Natural-language object grounding data
↓
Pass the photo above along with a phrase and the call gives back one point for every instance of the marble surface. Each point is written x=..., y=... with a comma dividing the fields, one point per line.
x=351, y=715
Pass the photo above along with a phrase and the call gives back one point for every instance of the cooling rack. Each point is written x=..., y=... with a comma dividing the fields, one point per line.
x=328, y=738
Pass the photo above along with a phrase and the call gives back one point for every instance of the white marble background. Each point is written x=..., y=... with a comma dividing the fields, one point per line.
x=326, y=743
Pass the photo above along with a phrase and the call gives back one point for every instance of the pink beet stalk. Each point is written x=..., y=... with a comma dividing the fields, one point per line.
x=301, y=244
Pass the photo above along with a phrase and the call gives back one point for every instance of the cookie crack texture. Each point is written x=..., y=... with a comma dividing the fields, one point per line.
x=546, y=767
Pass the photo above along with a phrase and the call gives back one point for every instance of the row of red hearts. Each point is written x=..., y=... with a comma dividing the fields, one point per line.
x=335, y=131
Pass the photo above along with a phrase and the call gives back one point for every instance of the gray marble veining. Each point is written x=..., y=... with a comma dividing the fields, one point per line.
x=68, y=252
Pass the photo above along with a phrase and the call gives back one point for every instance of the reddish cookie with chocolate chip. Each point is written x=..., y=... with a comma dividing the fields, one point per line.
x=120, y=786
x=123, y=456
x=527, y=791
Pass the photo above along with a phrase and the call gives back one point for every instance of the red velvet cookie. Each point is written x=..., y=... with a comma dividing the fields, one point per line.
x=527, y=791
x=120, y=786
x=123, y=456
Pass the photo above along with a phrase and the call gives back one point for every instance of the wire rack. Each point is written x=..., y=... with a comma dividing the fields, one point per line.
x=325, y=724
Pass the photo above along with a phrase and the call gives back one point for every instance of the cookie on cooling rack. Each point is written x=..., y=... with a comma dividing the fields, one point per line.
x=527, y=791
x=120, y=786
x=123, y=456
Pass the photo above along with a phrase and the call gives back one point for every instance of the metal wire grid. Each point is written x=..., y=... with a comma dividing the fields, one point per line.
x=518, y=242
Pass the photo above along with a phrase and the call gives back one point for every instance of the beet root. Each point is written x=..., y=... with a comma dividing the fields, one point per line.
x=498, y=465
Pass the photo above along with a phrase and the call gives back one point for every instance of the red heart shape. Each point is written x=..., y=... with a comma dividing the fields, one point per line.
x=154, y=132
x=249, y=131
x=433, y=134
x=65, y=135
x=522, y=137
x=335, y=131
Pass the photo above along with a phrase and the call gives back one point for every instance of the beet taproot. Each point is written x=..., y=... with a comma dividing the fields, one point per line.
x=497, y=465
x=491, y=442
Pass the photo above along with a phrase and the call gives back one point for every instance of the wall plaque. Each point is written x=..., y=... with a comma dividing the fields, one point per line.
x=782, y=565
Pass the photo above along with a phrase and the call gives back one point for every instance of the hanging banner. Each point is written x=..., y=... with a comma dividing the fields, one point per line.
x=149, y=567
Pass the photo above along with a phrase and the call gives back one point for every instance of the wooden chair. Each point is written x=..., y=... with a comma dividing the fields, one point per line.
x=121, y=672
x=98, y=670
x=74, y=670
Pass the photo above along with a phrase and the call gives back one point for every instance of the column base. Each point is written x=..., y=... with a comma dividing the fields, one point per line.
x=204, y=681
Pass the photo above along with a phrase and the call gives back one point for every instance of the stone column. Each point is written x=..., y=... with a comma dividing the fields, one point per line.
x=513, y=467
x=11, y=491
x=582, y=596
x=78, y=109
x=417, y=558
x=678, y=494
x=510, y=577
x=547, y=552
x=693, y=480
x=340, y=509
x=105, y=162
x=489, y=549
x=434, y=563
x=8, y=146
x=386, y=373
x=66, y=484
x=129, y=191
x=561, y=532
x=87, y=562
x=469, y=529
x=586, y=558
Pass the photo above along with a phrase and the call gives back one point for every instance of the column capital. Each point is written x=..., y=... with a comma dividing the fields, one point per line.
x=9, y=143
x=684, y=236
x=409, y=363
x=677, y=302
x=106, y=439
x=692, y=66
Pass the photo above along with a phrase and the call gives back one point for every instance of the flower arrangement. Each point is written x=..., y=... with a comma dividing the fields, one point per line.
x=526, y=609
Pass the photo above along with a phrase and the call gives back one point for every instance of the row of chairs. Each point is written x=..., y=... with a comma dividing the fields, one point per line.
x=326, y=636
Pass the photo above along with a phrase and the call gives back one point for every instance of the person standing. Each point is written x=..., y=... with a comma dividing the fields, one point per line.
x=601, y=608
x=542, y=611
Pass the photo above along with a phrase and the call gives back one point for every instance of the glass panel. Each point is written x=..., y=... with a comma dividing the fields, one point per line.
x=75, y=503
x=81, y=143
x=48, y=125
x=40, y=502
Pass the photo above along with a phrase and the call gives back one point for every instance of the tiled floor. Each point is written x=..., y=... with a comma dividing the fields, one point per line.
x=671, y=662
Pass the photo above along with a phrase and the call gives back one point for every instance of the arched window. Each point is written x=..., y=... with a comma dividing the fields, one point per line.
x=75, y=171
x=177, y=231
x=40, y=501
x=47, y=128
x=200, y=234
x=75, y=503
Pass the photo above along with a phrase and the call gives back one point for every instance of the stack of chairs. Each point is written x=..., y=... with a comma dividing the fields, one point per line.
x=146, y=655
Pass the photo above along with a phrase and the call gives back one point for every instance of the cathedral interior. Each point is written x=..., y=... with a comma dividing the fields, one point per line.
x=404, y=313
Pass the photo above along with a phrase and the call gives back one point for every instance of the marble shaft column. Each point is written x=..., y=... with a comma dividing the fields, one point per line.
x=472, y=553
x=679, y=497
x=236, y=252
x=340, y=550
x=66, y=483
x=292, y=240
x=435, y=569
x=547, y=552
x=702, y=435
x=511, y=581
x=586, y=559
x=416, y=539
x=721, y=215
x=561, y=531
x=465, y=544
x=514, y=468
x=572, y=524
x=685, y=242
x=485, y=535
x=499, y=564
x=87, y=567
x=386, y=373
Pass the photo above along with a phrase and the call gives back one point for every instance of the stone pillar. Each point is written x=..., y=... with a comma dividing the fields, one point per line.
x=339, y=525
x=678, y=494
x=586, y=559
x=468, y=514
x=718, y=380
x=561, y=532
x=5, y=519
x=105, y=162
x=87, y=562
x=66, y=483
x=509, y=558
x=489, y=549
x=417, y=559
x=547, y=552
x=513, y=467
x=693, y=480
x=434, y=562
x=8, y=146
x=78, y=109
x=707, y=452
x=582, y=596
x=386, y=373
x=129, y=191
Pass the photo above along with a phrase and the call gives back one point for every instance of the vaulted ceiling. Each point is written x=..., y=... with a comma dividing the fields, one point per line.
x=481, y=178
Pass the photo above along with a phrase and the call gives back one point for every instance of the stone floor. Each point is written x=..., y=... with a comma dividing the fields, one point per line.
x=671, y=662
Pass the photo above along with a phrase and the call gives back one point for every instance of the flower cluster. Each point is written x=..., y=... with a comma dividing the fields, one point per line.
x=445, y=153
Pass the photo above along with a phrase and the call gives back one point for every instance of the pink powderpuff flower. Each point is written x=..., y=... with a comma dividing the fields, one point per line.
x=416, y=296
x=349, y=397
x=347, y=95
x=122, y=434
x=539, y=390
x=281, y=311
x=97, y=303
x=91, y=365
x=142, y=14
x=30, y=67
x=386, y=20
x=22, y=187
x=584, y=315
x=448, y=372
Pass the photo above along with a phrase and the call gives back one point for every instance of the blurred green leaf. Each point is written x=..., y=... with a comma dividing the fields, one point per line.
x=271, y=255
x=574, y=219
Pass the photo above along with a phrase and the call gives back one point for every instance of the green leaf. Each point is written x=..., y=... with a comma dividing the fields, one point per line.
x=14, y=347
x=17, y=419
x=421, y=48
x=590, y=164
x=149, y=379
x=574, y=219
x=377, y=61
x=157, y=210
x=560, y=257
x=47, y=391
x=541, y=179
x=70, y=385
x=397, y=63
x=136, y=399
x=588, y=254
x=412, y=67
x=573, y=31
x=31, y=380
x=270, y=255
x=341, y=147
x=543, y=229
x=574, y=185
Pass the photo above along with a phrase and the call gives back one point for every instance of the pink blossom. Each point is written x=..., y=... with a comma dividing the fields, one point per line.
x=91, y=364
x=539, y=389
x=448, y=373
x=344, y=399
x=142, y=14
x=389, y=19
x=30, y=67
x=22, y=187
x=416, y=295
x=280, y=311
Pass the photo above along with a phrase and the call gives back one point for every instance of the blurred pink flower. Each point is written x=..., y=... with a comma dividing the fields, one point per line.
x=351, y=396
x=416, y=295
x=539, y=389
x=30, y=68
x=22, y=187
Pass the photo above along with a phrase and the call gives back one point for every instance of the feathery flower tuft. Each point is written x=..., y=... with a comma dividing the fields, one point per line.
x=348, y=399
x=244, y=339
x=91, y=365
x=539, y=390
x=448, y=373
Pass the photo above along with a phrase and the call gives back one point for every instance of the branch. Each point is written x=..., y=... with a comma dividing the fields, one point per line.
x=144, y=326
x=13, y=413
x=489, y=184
↑
-- Task directions --
Your output must contain exactly the lines from the one containing "the pink blossom." to the final line of the data above, and no other text.

-- Exercise result --
Pass the photo above along with a phrase and the call gives back one point for every instance of the pink blossom. Each point is written x=..., y=... with a comma dividing the fields, one point per line.
x=91, y=364
x=539, y=389
x=448, y=373
x=344, y=399
x=142, y=14
x=389, y=19
x=30, y=67
x=22, y=187
x=416, y=295
x=280, y=311
Pass the photo above along with a phrase and the call gives back one point for every instance of the blurred pink flower. Each point is written x=..., y=... with a comma dividing the fields, one point per line.
x=351, y=396
x=416, y=295
x=539, y=389
x=30, y=68
x=22, y=187
Pass the photo above along with a phrase and the call gives back one point for every instance of the feathery flower tuft. Each point is written x=..., y=... with a comma dividing the fields, one point per line.
x=348, y=399
x=244, y=339
x=91, y=365
x=539, y=390
x=448, y=373
Pass the photo above along with a phrase and the call gives back one point for every instance of the branch. Each point is written x=..., y=... with a comma dividing the fields, one point per line.
x=144, y=326
x=13, y=413
x=489, y=184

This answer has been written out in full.